- **Exercise set**:
[1] Copy the passage on chemicals in tampons word for word, from "There’s also something" up to and including "with uterine tissue.".
[2] Pick up the passage on chemicals in tampons after its final sentence and continue writing it.

- **Reading text**:

Parabens are also found in tampons. These are preservatives that prevent the growth of harmful bacteria.

They possess only weak oestrogenic effects and no studies to date have have been able to confirm links to hormone disruption or cancer.

Finally, although most of the big brands have eliminated fragrances, there are still some available with scents which can contain VOCs and phthalates.


So we know these chemicals have been detected in tampons but can they actually leach into our body?

A major US review of all research on this topic said a key concern was how the vagina absorbed chemicals.

Vaginal tissue is highly vascular and permeable which means it’s highly absorptive.

There’s also something called the first uterine pass effect.

It means when drugs are administered vaginally they are delivered directly to the uterus, therefore circumventing metabolism.

The researchers who conducted the review said this suggested greater concentrations of the chemicals in tampons could interact with uterine tissue. 

But Dr Musgrave disagrees.

- **Recorded data**:
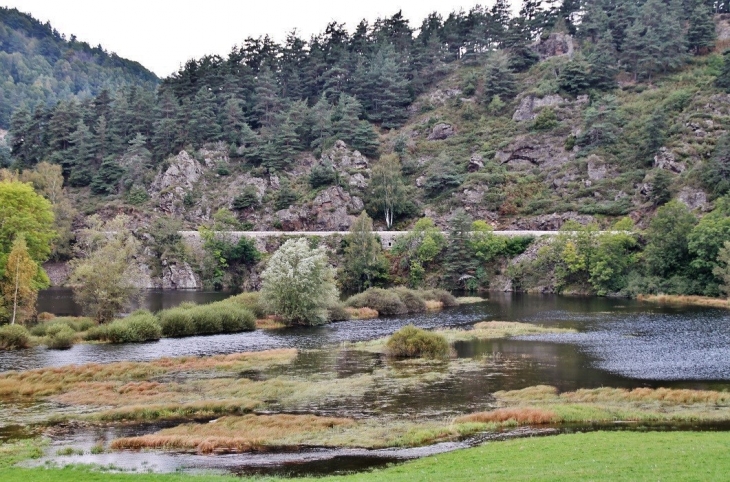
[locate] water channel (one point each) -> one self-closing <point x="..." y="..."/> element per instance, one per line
<point x="619" y="343"/>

- **Expected results**:
[1]
There’s also something called the first uterine pass effect.

It means when drugs are administered vaginally they are delivered directly to the uterus, therefore circumventing metabolism.

The researchers who conducted the review said this suggested greater concentrations of the chemicals in tampons could interact with uterine tissue.

[2]
He says vaginal fluid isn’t very good at extracting polymers  — a category of natural and synthetic substances including plastics.

“It’s unlikely that any oestrogenic material (should it be present) will be fully released by the normal vaginal fluid.

“And the whole purpose of the tampon is to absorb things, not release them.”

So are organic cotton tampons safer?

The experts aren’t convinced.

“Just because some tampons are made from synthetic compounds doesn’t mean they’re better or worse,” Dr Polyakov says.

“So what  if a tampon has a bit of oestrogen on it — does it matter? Does it actually change the level of oestrogen in the blood or around the ovaries or the uterus? Probably not.”

Dr Polyakov also says just because organic tampons may be made from 100 per cent cotton doesn’t mean they are “pure”.

Studies have shown cotton plants can accumulate various metals, including lead, copper and zinc in different parts of the plant.

On top of this, research has shown organic tampons don’t necessarily have fewer VOCs than regular brands.

Instead, just make sure you’re buying tampons that are fragrance free, Dr Polyakov advises.

Dr Musgrave says the fact that vaginal oestrogen (in the form of a cream or gel) is used as a safe hormone replacement therapy should dull any concerns as it contains far higher levels of oestrogen.

He says research has also convincingly established low levels of phthalates, like those found in tampons, don’t increase cancer risk.

“And here we’re talking about concentrations of micrograms which translates to very low exposure for humans.”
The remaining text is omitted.